___ EXERCISE MATERIAL

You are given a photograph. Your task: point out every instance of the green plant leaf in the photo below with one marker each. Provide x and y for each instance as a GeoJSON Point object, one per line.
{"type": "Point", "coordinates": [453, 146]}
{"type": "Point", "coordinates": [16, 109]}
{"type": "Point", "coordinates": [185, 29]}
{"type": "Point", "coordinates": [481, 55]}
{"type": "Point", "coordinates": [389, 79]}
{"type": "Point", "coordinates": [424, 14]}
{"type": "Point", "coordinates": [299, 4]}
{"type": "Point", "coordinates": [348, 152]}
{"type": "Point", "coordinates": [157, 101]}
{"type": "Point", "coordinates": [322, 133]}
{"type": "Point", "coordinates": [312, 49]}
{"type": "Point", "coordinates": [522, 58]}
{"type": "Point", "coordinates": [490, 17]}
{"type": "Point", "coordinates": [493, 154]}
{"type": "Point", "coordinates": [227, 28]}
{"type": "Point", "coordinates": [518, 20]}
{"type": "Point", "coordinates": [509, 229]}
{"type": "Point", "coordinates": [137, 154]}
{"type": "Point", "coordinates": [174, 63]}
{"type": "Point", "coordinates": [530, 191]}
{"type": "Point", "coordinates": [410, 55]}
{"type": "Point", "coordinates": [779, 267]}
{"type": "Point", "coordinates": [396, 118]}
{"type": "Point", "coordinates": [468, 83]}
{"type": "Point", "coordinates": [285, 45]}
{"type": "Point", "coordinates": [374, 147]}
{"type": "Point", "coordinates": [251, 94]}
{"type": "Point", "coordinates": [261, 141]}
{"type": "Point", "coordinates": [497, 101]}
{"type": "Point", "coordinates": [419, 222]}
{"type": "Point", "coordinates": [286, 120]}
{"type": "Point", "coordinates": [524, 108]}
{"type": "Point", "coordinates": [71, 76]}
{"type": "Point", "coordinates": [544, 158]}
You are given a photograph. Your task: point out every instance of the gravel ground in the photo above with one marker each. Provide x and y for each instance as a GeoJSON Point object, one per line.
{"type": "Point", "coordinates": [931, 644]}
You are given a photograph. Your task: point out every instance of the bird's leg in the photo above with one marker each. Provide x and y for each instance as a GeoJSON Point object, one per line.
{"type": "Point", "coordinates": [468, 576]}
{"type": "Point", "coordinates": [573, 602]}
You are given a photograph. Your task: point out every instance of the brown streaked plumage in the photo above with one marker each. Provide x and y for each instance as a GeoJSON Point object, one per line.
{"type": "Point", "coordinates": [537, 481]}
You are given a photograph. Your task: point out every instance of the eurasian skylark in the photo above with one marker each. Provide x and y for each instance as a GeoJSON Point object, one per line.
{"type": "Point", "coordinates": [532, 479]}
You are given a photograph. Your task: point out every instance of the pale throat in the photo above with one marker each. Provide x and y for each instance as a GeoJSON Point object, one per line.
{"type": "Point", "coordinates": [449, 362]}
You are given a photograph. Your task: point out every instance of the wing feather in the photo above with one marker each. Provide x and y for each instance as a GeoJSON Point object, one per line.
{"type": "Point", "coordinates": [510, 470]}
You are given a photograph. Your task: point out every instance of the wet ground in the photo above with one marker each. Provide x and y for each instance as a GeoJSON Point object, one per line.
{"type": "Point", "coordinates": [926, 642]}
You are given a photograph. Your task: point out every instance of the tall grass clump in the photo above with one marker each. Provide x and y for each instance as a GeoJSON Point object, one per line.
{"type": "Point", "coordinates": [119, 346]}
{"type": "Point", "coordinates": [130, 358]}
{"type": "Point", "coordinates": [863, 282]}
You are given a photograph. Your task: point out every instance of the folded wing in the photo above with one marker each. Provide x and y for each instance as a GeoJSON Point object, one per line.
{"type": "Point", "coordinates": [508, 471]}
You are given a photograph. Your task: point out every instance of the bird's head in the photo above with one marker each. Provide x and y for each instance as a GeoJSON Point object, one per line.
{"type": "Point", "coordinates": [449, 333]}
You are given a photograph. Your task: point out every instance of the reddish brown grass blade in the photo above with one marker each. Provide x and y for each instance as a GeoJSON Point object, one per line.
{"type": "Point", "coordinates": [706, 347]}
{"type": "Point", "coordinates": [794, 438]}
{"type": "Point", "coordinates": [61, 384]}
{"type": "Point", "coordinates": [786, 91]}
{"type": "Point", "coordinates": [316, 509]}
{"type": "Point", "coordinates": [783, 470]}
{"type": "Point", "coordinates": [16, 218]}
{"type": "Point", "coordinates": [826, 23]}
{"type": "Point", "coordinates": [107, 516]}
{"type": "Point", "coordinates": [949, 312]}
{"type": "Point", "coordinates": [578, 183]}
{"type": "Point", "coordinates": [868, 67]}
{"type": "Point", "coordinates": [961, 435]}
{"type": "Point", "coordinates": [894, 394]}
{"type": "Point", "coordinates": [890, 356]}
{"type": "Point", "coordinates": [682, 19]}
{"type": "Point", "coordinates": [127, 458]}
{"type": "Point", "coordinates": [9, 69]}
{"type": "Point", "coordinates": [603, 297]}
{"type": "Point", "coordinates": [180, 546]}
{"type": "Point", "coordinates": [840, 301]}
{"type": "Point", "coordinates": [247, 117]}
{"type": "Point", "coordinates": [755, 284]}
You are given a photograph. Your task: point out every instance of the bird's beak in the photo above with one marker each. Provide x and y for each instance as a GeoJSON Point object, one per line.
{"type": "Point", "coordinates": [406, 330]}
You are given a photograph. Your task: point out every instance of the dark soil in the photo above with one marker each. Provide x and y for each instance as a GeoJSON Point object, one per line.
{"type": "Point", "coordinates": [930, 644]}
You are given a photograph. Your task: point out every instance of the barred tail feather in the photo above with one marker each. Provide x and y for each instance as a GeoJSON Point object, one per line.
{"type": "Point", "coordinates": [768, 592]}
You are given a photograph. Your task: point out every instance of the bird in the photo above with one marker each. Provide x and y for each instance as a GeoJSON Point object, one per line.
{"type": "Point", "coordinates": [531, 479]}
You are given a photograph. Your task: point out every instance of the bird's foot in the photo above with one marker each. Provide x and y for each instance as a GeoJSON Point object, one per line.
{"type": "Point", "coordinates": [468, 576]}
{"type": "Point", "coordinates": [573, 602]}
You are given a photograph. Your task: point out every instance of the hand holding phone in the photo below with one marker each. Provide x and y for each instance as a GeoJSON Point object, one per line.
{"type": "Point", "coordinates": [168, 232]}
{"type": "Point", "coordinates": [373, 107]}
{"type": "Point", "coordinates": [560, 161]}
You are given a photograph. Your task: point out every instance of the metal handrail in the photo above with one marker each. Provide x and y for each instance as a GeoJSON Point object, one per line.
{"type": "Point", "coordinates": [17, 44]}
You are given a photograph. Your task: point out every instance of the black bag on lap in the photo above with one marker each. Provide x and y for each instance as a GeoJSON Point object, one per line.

______

The records above must be repeated exactly, every one of them.

You are given a photograph. Your task: point out every instance of the green plant leaf in the photo below with one marker each. Provide x and y for each instance as a GeoJSON Point object, one per line.
{"type": "Point", "coordinates": [453, 146]}
{"type": "Point", "coordinates": [16, 109]}
{"type": "Point", "coordinates": [185, 29]}
{"type": "Point", "coordinates": [481, 55]}
{"type": "Point", "coordinates": [389, 79]}
{"type": "Point", "coordinates": [424, 14]}
{"type": "Point", "coordinates": [299, 4]}
{"type": "Point", "coordinates": [348, 152]}
{"type": "Point", "coordinates": [157, 101]}
{"type": "Point", "coordinates": [322, 133]}
{"type": "Point", "coordinates": [312, 49]}
{"type": "Point", "coordinates": [522, 58]}
{"type": "Point", "coordinates": [490, 17]}
{"type": "Point", "coordinates": [493, 154]}
{"type": "Point", "coordinates": [227, 28]}
{"type": "Point", "coordinates": [518, 20]}
{"type": "Point", "coordinates": [509, 229]}
{"type": "Point", "coordinates": [137, 154]}
{"type": "Point", "coordinates": [174, 63]}
{"type": "Point", "coordinates": [530, 191]}
{"type": "Point", "coordinates": [410, 55]}
{"type": "Point", "coordinates": [779, 267]}
{"type": "Point", "coordinates": [396, 118]}
{"type": "Point", "coordinates": [468, 83]}
{"type": "Point", "coordinates": [285, 45]}
{"type": "Point", "coordinates": [374, 147]}
{"type": "Point", "coordinates": [251, 94]}
{"type": "Point", "coordinates": [261, 141]}
{"type": "Point", "coordinates": [497, 101]}
{"type": "Point", "coordinates": [419, 222]}
{"type": "Point", "coordinates": [286, 120]}
{"type": "Point", "coordinates": [524, 108]}
{"type": "Point", "coordinates": [71, 76]}
{"type": "Point", "coordinates": [544, 158]}
You are given a photograph. Your task: point out every instance of the gravel ground in the photo above with one marker each. Provide x and y for each instance as a GeoJSON Point object, one per line.
{"type": "Point", "coordinates": [931, 644]}
You are given a photograph. Your task: point out every instance of the bird's leg in the photo above with one marker each. Provide x and y for each instance as a GeoJSON Point object, one per line.
{"type": "Point", "coordinates": [468, 576]}
{"type": "Point", "coordinates": [573, 602]}
You are given a photograph. Your task: point out every instance of the brown streaked plumage in the photo above with one marker each. Provide x and y for each instance as a GeoJSON Point object, one per line.
{"type": "Point", "coordinates": [537, 481]}
You are given a photograph. Your task: point out every instance of the eurasian skylark in the photo above with one marker each. Provide x and y for each instance as a GeoJSON Point object, one per line.
{"type": "Point", "coordinates": [532, 479]}
You are given a photograph. Your task: point out every instance of the pale throat in the photo above with one marker each. Provide x and y for each instance as a GeoJSON Point object, one per line.
{"type": "Point", "coordinates": [449, 362]}
You are given a photograph. Your task: point out every instance of the wing feather in the photo above with one marker each. Provide x and y for each instance as a GeoJSON Point object, one per line.
{"type": "Point", "coordinates": [510, 470]}
You are given a photograph. Your task: point out every instance of the wet ground in the photo above with one marker each. Provide x and y for each instance as a GeoJSON Point object, one per line.
{"type": "Point", "coordinates": [926, 642]}
You are given a photograph. Your task: point out every instance of the tall grass clump in the photo above with one marker each. Provide x and y for each instance as a GeoJSON Point object, one per line.
{"type": "Point", "coordinates": [119, 346]}
{"type": "Point", "coordinates": [130, 358]}
{"type": "Point", "coordinates": [863, 282]}
You are given a photograph. Your task: point out every instance of the folded wing in the photo above with one marker each. Provide x and y for each instance as a GeoJSON Point object, one per line.
{"type": "Point", "coordinates": [508, 471]}
You are given a photograph. Your task: point out every instance of the bird's head in the photo above with one marker each. Provide x and y for each instance as a GeoJSON Point object, one per line.
{"type": "Point", "coordinates": [449, 333]}
You are given a photograph. Your task: point out every instance of the reddish brown grass blade in the photo above with one marker each. Provide x and y for each instance as a GeoJSON Point object, one per line.
{"type": "Point", "coordinates": [706, 347]}
{"type": "Point", "coordinates": [794, 438]}
{"type": "Point", "coordinates": [61, 384]}
{"type": "Point", "coordinates": [786, 91]}
{"type": "Point", "coordinates": [316, 509]}
{"type": "Point", "coordinates": [783, 470]}
{"type": "Point", "coordinates": [16, 218]}
{"type": "Point", "coordinates": [826, 23]}
{"type": "Point", "coordinates": [107, 516]}
{"type": "Point", "coordinates": [949, 312]}
{"type": "Point", "coordinates": [578, 183]}
{"type": "Point", "coordinates": [868, 67]}
{"type": "Point", "coordinates": [961, 435]}
{"type": "Point", "coordinates": [894, 394]}
{"type": "Point", "coordinates": [890, 356]}
{"type": "Point", "coordinates": [682, 19]}
{"type": "Point", "coordinates": [127, 458]}
{"type": "Point", "coordinates": [9, 69]}
{"type": "Point", "coordinates": [603, 297]}
{"type": "Point", "coordinates": [180, 546]}
{"type": "Point", "coordinates": [840, 301]}
{"type": "Point", "coordinates": [247, 117]}
{"type": "Point", "coordinates": [755, 284]}
You are given a photograph. Your task: point out every instance of the bird's beak in the photo above with one marker each. Provide x and y for each instance as a GeoJSON Point object, one per line.
{"type": "Point", "coordinates": [406, 330]}
You are given a photograph. Your task: point out every instance of the dark soil in the photo above with one marker each. Provide x and y for each instance as a GeoJSON Point object, one per line.
{"type": "Point", "coordinates": [930, 644]}
You are given a photograph. Your task: point out every instance of the barred tail feather in the photo above with one marker each. Provide x and y for each instance as a GeoJSON Point object, one per line.
{"type": "Point", "coordinates": [768, 592]}
You are given a photograph. Your task: point out every instance of the bird in the photo above with one marker each. Provide x and y for each instance as a GeoJSON Point object, one per line.
{"type": "Point", "coordinates": [531, 479]}
You are given a photograph. Your task: point out every instance of the bird's foot in the photo above with one marker each. Provide x and y for each instance as a GeoJSON Point object, one per line.
{"type": "Point", "coordinates": [468, 576]}
{"type": "Point", "coordinates": [573, 602]}
You are given a photograph. Your task: point out every instance of the hand holding phone in the photo below with one marker each. Provide x and y for each instance as a GeoJSON Point object, one per line.
{"type": "Point", "coordinates": [168, 232]}
{"type": "Point", "coordinates": [373, 107]}
{"type": "Point", "coordinates": [560, 161]}
You are given a photograph. Your task: point out every instance of the metal handrail in the photo above with one marker each. Provide x and y for each instance as a GeoJSON Point object, one per line.
{"type": "Point", "coordinates": [17, 44]}
You are given a photograph. Your task: point out every instance of the black bag on lap in the photo above with one marker each. Provide x and y for each instance as a GeoJSON Point object, one per line.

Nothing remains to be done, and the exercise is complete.